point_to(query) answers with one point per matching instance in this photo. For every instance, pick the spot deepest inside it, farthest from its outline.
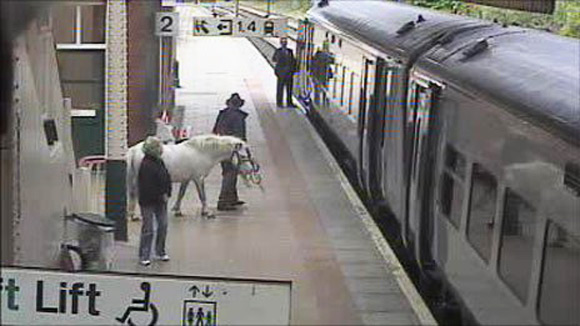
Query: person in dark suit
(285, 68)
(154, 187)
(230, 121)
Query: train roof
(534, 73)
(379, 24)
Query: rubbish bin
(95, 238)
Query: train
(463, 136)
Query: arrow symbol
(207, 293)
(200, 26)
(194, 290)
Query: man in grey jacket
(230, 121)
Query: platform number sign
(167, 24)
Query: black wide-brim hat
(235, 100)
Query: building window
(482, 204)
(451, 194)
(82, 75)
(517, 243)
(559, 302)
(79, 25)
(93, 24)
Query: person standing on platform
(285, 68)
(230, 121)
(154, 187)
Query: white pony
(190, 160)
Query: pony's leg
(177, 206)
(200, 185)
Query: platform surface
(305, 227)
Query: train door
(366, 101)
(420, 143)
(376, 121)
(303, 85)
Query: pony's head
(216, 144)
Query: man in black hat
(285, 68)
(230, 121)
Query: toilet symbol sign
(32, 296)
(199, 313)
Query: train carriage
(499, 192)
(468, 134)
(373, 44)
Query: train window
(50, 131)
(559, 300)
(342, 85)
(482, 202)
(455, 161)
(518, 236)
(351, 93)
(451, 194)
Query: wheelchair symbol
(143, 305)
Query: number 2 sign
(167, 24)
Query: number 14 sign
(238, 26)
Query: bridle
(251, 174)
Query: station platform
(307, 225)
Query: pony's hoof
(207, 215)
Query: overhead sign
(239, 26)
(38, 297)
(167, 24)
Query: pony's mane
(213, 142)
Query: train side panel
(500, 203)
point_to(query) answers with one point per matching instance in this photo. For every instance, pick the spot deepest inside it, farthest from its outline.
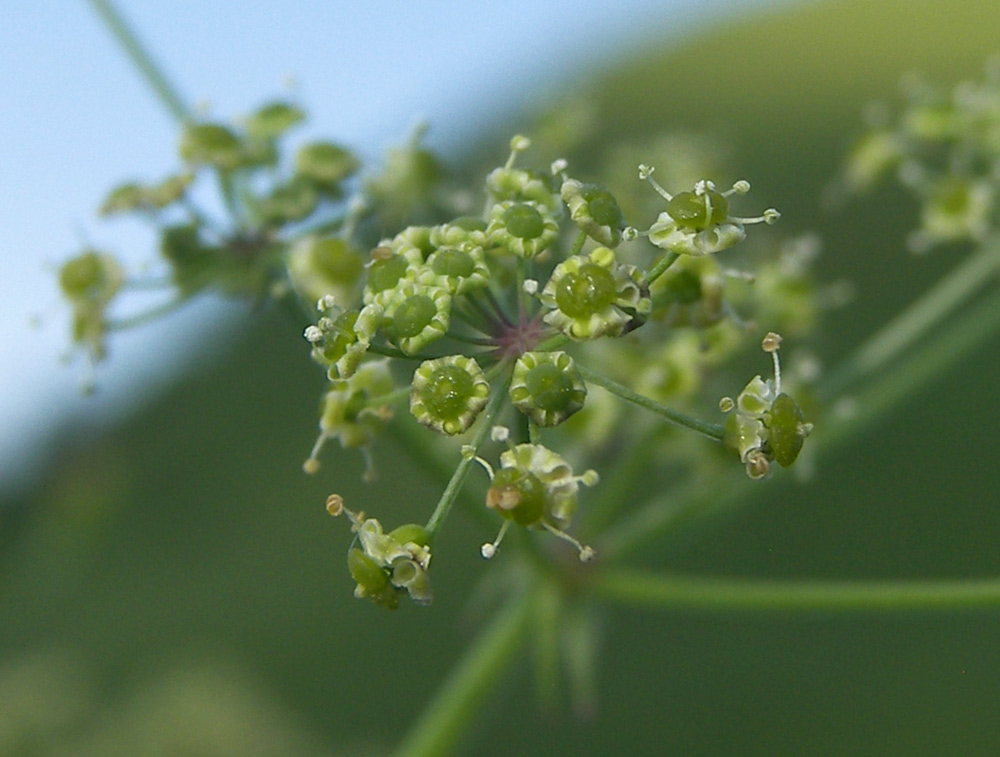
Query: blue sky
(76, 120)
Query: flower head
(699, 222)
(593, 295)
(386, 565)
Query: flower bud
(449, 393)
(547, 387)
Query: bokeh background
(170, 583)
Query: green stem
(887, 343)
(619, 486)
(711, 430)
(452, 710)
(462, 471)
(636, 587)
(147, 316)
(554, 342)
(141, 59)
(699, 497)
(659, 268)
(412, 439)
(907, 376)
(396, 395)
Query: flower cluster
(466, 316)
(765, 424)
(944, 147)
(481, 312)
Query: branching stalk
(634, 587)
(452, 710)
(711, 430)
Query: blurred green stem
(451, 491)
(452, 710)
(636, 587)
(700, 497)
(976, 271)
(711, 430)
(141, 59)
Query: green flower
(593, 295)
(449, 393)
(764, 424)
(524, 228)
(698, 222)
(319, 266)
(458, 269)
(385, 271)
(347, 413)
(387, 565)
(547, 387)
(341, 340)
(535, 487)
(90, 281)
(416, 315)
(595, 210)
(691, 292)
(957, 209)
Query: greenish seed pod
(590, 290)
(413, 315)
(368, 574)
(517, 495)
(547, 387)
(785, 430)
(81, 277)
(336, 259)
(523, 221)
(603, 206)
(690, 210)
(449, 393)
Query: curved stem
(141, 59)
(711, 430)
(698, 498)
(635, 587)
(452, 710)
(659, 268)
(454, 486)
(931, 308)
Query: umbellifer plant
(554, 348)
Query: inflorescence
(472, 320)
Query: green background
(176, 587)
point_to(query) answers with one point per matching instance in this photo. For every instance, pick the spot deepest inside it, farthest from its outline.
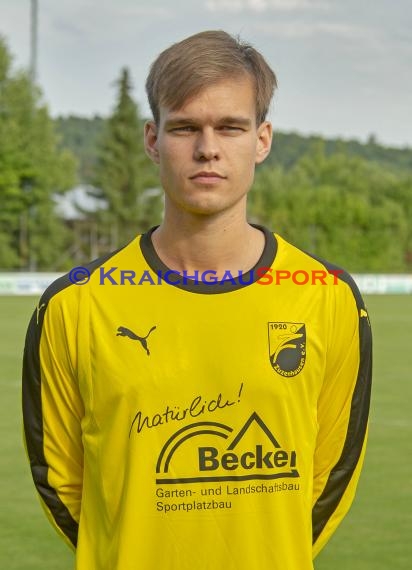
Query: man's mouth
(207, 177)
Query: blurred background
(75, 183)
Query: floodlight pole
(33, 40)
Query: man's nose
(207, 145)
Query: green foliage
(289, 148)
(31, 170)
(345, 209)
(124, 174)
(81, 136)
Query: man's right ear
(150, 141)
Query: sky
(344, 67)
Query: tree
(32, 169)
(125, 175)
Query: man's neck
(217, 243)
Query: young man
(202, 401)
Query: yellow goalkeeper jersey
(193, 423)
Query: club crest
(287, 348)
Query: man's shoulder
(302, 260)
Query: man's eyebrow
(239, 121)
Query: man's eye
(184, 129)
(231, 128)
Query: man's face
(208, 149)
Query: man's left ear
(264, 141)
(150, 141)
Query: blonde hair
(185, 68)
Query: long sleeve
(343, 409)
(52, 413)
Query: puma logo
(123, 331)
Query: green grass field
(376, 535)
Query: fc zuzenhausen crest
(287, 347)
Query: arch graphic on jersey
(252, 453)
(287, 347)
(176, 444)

•••

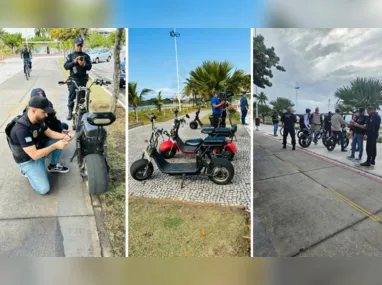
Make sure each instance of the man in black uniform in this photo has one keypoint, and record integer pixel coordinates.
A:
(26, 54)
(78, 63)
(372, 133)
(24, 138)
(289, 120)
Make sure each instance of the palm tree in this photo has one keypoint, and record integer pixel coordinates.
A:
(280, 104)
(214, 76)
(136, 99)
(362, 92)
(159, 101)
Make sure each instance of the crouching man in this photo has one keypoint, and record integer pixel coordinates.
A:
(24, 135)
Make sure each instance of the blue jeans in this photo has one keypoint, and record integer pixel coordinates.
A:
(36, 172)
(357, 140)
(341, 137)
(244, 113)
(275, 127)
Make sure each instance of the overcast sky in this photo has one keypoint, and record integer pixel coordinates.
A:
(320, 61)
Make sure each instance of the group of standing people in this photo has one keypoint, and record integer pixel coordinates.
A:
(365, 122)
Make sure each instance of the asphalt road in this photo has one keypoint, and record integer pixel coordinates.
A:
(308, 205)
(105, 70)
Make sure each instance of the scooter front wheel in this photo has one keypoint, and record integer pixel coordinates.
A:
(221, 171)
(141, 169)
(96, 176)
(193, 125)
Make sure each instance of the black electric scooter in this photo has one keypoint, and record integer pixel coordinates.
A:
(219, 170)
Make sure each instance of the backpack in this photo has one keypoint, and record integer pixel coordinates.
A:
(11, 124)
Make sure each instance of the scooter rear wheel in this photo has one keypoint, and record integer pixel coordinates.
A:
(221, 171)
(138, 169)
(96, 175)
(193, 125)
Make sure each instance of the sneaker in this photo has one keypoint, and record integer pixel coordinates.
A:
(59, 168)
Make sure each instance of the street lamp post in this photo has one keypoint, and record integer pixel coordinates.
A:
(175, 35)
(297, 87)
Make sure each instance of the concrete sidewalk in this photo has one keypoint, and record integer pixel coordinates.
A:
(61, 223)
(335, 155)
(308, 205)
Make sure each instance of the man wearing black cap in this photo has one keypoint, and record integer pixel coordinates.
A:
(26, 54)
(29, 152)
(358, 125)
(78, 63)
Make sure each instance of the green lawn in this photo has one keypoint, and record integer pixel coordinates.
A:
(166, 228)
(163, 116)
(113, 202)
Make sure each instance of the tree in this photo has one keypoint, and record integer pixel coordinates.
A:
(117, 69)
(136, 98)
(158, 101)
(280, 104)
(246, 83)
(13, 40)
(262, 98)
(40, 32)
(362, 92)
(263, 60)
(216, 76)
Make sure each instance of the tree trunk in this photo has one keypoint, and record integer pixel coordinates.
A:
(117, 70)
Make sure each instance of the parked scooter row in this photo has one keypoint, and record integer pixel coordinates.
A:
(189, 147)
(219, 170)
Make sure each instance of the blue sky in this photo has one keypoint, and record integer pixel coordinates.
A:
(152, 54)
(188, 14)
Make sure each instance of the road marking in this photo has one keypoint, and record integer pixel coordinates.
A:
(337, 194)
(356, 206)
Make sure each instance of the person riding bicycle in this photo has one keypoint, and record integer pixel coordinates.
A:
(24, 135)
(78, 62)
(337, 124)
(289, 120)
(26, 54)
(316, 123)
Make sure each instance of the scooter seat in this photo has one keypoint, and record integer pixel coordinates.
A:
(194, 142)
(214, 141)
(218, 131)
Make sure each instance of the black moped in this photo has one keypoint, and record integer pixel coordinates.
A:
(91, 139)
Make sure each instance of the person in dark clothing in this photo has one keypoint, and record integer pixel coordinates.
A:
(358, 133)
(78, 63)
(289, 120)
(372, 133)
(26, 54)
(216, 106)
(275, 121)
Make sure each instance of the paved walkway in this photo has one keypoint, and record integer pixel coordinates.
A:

•••

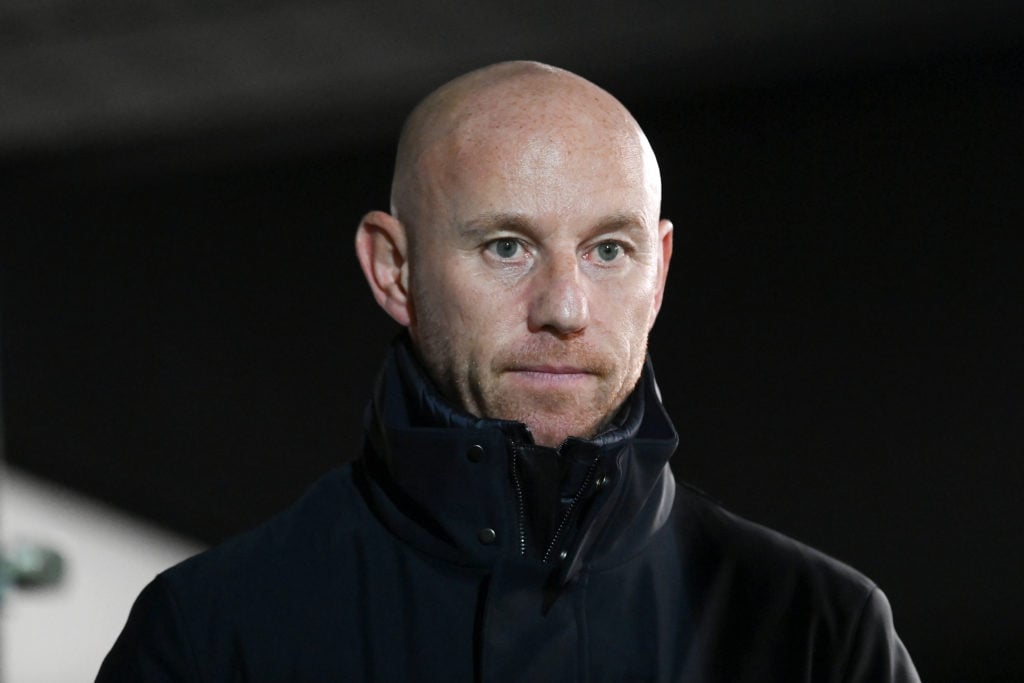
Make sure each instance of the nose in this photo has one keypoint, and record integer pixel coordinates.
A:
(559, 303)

•••

Read through the entries, then copy every line where the string "road" is found.

- **Solution below**:
Make sure each instance of the asphalt road in this photo has one keypoint, and record integer pixel coordinates.
Make sure each instance of the road marking in this photo has one keypoint, and record integer pixel coordinates.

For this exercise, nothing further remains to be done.